#### [Task prompt]
Rescale everything in the material below from the line containing "Object detection labeling — target class: front" down to the line containing "374 213 600 369", both included, and give only those lines again, requests included, with each bounding box coordinate multiplied by 2.2 and rounded to a whole number, halves up. Leave the pictures out.

#### [Input for this task]
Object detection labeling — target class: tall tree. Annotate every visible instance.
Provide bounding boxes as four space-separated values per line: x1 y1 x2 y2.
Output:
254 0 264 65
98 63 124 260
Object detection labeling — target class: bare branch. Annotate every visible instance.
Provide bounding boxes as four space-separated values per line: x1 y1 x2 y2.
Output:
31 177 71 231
==
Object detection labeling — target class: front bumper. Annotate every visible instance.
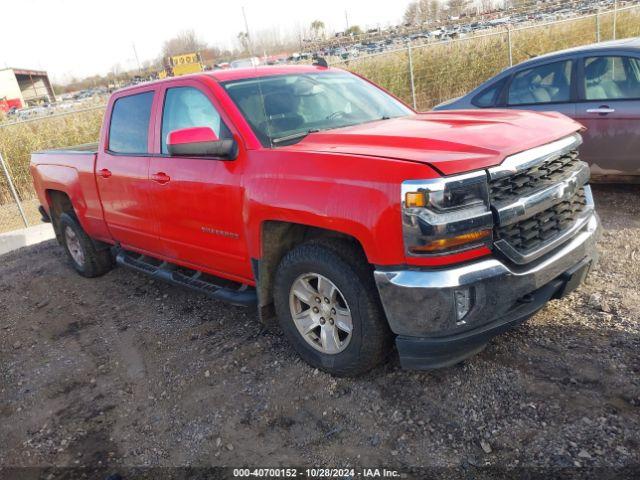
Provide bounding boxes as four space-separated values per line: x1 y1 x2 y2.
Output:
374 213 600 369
* * *
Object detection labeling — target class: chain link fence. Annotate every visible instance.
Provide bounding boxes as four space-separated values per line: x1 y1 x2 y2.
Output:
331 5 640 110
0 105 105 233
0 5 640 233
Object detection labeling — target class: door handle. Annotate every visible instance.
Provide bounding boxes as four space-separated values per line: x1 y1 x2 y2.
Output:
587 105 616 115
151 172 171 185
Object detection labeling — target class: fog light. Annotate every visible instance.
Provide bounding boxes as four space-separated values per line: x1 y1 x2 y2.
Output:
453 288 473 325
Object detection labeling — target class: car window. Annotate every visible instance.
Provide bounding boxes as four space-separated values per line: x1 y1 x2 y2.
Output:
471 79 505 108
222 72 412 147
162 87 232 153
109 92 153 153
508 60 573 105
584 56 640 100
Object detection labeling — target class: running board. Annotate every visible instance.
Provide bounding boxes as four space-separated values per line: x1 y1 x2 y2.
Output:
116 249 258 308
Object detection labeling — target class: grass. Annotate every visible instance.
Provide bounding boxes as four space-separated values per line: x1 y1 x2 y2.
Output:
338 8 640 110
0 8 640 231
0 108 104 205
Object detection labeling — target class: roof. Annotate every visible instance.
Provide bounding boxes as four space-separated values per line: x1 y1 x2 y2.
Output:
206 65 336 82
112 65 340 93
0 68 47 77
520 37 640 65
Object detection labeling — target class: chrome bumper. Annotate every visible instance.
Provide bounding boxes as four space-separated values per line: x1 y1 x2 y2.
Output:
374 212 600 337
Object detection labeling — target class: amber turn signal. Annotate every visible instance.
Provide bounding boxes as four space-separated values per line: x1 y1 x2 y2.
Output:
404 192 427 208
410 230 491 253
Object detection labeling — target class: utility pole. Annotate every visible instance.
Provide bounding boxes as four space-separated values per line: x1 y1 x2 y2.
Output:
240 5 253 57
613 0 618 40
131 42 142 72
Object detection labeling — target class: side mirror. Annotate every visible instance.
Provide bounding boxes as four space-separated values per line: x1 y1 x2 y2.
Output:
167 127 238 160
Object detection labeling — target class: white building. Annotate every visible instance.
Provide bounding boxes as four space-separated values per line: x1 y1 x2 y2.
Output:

#### [Reply to the exercise]
Object detection labeling — target class: front bumper. Annotate every visible instance.
Provide bounding boxes as four space-separated values per line: x1 y1 x2 y2.
Output:
823 469 1320 812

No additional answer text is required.